Keeping different copies of state in sync with CDC and the Outbox pattern in CockroachDB

Kai NiemiKai Niemi
11 min read

Background

Distributed architectures are common nature these days in most business domains. Driven by the urge to decompose monoliths into more independent microservices or to adopt event-driven principles when building shiny new things. The goal is to enhance decoupling, independent evolution, scalability and fault-tolerance and in the end cost of change.

Unfortunately, there's no free lunch and distributed architecture styles come with a different set of challenges. One of these challenges is in focus for this post - how to keep different copies of state in sync.

What are different copies of state and why is that a challenge? Let's find out.

Problem

Let's focus on a typical request-response-based interaction model where each microservice has its bounded context with an API to front clients and an isolated database (aka state) and some stateless business processing in between.

One side-effect of having many (potentially hundreds) independent services that don't share the same database is conversational chatty: ness over the network. That not only impacts performance but also increases service coupling and reduces availability when synchronous channels are used like HTTP APIs.

For example, you have a customer service that represents the technical authority for your domain concept of a "customer". If you need to register a new customer, that request must go to the customer service for validation. If a customer changes address, that change must be done through the customer service, etc.

When a registered customer later opts into a loyalty program, however, that typically doesn't belong in the customer service domain but somewhere else, like in the loyalty domain. The loyalty service may also need to have a basic understanding of what a customer is beyond just an ID or token without necessarily representing the authority to do any changes. Whenever the loyalty system runs its routines, it may need to interact with customer service unless it has a local, shallow copy of the customer's details.

The same goes for the more high-volume use case. Assume you have a strict regulatory requirement to check a customer's spending limit (or blocks) before accepting anything with money wagering. Like placing an online bet or joining a poker ring tournament. That spending limit happens to sit next to the customer details in the customer service. Again, unless you have a shallow copy of the customer details with the spending limit locally the customer service must be consulted each time through a synchronous API call.

dr2.png

(Fig 1) Chatty: ness against service hotspots

One way to work around this side-effect is by a pattern called data redundancy.

In the microservice architecture style, there is only one technical authority for any piece of domain data stored in an isolated database that we call the system of record. This database is not exposed or shared outside of the service boundary. The interaction with other services instead goes through synchronous calls or events carrying pieces of that data. Then you can have any number of copies of that data, potentially in different shapes and forms as materialized views downstream in other services. These views may be slightly stale but that's acceptable since one of the characteristics of microservices is eventual consistency and coordination without transactions across domain boundaries.

dr3.png

(Fig 2) Data redundancy

To illustrate this further, one service can have derived materialized views of data from other services that are frequently read from, but never written to since there's no authority to change. Changes must instead ripple through the system of record.

(Items from a labeling collection)
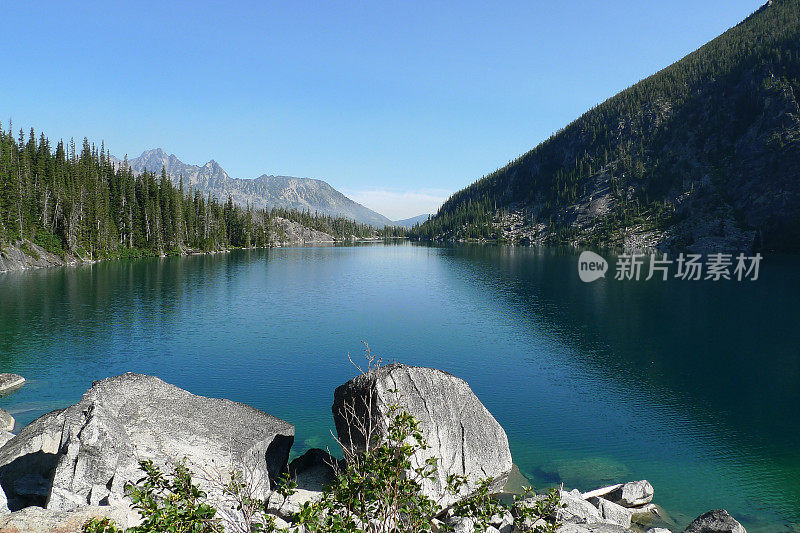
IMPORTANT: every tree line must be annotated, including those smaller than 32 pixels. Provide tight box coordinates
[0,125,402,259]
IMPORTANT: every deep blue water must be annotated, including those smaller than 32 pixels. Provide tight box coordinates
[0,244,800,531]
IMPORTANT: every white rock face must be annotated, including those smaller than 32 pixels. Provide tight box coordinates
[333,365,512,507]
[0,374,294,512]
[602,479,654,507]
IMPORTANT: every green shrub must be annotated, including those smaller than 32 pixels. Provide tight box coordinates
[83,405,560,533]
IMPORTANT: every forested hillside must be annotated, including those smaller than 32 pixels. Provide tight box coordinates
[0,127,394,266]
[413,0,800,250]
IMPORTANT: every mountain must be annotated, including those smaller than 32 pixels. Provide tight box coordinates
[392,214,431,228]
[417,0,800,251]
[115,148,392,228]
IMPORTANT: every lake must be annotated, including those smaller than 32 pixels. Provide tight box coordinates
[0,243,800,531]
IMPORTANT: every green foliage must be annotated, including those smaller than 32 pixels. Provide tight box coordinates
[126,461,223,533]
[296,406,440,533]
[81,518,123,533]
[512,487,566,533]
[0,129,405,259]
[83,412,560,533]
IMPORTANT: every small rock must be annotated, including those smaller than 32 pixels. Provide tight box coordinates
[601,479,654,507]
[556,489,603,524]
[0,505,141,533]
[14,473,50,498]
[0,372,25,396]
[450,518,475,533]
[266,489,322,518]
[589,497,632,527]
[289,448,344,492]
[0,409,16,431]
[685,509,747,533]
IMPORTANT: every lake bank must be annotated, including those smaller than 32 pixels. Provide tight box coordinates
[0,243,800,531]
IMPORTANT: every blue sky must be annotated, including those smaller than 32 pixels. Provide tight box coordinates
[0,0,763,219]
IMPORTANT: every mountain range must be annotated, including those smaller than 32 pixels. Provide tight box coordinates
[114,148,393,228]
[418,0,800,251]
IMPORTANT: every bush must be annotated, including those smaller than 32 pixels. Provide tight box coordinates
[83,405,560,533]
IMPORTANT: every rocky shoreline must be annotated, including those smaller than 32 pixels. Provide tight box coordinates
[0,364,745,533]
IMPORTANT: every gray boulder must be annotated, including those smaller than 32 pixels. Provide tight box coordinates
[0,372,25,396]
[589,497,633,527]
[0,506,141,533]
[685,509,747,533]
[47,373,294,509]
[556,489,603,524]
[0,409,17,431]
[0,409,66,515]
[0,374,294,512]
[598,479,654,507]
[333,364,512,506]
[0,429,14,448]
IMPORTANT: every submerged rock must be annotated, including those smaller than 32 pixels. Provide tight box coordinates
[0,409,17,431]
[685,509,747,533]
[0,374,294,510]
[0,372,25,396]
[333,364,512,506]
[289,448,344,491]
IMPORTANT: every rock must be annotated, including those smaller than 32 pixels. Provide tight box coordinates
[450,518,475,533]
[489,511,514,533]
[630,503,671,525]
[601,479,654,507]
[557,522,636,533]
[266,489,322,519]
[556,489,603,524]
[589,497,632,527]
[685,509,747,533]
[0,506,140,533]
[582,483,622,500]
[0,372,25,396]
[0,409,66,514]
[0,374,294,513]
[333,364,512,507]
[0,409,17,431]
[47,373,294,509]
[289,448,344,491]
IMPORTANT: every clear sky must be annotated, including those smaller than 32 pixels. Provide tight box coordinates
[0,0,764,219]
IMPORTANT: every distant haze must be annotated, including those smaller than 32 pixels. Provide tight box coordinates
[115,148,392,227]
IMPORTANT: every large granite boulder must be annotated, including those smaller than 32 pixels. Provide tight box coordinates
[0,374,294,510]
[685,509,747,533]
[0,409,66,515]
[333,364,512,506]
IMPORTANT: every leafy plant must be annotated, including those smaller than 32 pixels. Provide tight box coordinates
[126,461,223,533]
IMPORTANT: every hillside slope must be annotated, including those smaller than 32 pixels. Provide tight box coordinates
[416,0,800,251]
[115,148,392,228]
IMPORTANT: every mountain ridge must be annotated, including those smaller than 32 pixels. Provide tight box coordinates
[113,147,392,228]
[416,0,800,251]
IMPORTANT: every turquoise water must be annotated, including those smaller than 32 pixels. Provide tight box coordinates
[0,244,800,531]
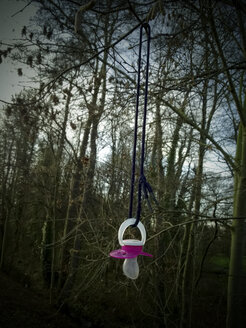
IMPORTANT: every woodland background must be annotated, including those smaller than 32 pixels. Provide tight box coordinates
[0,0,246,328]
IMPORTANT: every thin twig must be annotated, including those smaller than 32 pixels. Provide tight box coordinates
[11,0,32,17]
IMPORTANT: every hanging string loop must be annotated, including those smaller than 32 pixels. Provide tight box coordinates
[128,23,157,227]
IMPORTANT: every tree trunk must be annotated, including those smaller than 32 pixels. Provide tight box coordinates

▶ _LIST OF TASKS_
A: In the post on syncing copies of state, what is the isolated database that holds a service's authoritative domain data called?
B: Write the next part of the post on syncing copies of state, picking up after its final sentence.

▶ _SOLVED TASKS_
A: The system of record.

B:
dr1.png

(Fig 3) Data redundancy

Now, with all these copies of state loitering around, how do you keep them in sync with the authoritative source? It seems quite similar to the cache invalidation problem which next to naming things is one of the most challenging problems in software development.

Going back to the spending limit use case, we could publish a domain event alongside writing to the database. When the subscriber receives that event, it updates its local copy by making an API call to the origin (for example) if the event itself doesn't carry that information.

dr4.png

*(Fig 4) Updating the view *

The problem here is that we are attempting to commit changes to two independent systems at the same time without any transactional coordination. This is the dual-write problem which, in reality, is more of a risk and potential business liability than an actual problem that appears every time.

Sometimes the risk could be worth taking also, which is what the late-commit 1PC pattern is used for. Doing all the business validations up-front before commit time so the only real risk of failure is likely to be infrastructure-related (networking, servers or downstream components). For certain domains like financial services that may still not be good enough. Given the possibility of network partitions and node crashes, it is still a risk that you'd want to mitigate using transactions of some form.

When dual-writes is considered a bad practice in general, we of course want to find a reasonable solution for it. Let's focus on the transactional outbox solution.

Outbox Solution

The idea is to have an "outbox" table (like with e-mails) that you write the domain event to as part of the local database transaction. That way, if there is an issue with the database and there's a transaction rollback, the outbox event is not made visible either.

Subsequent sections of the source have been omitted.